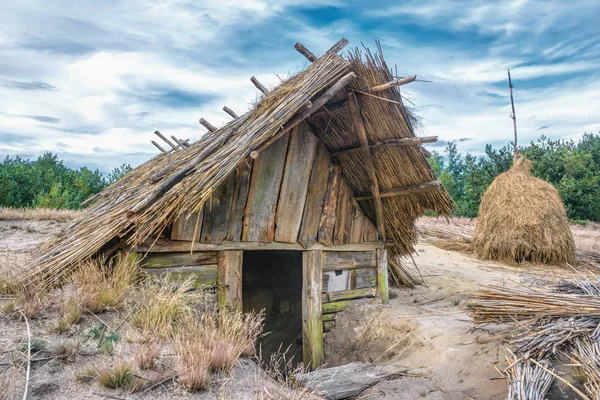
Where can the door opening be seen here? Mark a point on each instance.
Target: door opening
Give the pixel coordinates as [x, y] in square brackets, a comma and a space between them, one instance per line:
[272, 281]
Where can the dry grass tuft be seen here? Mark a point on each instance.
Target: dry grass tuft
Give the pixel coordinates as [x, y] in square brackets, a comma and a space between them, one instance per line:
[162, 305]
[101, 285]
[522, 218]
[38, 214]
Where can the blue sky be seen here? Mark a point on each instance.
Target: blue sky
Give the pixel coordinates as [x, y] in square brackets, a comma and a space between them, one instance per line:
[91, 81]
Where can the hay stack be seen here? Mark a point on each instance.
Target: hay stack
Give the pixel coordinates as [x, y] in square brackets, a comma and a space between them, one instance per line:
[522, 218]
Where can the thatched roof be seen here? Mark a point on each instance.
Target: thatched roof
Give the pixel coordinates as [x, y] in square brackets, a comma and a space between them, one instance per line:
[142, 204]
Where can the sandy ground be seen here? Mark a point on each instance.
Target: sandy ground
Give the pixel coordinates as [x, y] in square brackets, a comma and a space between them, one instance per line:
[425, 330]
[421, 330]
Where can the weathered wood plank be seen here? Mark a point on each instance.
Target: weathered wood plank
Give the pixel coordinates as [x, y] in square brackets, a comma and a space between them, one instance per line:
[183, 228]
[365, 278]
[335, 306]
[201, 275]
[168, 246]
[382, 275]
[292, 197]
[312, 322]
[317, 189]
[240, 196]
[348, 295]
[229, 279]
[356, 225]
[162, 260]
[346, 381]
[327, 222]
[341, 231]
[340, 260]
[217, 211]
[259, 215]
[368, 161]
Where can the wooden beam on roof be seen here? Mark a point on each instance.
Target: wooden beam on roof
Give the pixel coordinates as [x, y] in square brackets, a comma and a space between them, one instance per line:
[368, 161]
[305, 52]
[207, 125]
[391, 84]
[337, 47]
[167, 141]
[158, 146]
[421, 187]
[388, 142]
[259, 85]
[230, 112]
[306, 112]
[182, 143]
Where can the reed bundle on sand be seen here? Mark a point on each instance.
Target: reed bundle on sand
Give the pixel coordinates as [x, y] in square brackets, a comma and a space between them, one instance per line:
[526, 380]
[522, 218]
[139, 207]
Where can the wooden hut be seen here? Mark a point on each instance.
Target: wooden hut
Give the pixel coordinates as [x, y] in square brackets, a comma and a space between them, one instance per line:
[310, 195]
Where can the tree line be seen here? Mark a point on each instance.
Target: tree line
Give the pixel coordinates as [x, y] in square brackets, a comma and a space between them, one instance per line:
[572, 167]
[47, 182]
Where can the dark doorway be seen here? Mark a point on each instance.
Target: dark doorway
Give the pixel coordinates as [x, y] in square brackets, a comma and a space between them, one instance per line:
[272, 281]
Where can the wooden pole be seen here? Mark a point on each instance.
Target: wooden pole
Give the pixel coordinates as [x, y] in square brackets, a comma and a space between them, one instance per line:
[305, 52]
[382, 275]
[230, 111]
[312, 309]
[513, 115]
[167, 141]
[388, 142]
[403, 190]
[368, 161]
[306, 112]
[207, 125]
[259, 85]
[158, 146]
[229, 279]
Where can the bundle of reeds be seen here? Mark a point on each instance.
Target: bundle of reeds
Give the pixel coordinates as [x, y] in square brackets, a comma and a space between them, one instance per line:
[528, 380]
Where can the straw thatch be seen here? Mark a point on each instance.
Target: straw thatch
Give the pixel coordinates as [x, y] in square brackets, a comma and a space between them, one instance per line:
[141, 205]
[522, 218]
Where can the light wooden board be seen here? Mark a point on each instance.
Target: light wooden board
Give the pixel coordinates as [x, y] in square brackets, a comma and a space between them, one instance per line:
[327, 221]
[240, 196]
[259, 215]
[183, 228]
[217, 211]
[292, 197]
[317, 189]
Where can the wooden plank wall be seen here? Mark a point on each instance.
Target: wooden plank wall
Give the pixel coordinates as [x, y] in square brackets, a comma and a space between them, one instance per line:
[291, 193]
[347, 276]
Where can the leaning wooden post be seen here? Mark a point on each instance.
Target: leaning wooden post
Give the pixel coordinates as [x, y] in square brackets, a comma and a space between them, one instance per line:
[229, 279]
[382, 275]
[312, 323]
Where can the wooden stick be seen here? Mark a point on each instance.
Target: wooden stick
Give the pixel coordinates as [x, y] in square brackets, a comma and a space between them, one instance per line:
[513, 115]
[389, 142]
[368, 161]
[337, 47]
[167, 141]
[259, 85]
[182, 143]
[207, 125]
[157, 146]
[391, 84]
[306, 112]
[28, 374]
[305, 52]
[404, 190]
[230, 112]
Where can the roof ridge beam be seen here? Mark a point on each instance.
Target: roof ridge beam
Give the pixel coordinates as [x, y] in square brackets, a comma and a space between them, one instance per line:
[420, 187]
[368, 162]
[410, 141]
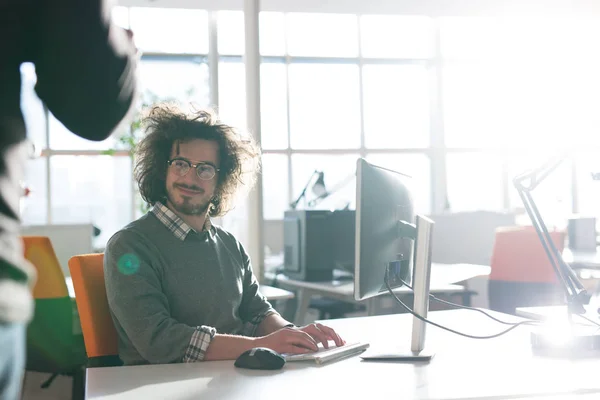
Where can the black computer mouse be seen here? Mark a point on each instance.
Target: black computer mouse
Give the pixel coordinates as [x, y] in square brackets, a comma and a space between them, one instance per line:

PROBLEM REQUIREMENTS:
Search the data above for the word "beam" and show every line that has it.

RESULT FOR THIS TASK:
Where can the wooden beam on roof be seen here? Mark a point on each instance.
Target: wooden beam on roof
Where can the roof ridge beam be seen here? Mark a point on each instance.
Target: roof ridge beam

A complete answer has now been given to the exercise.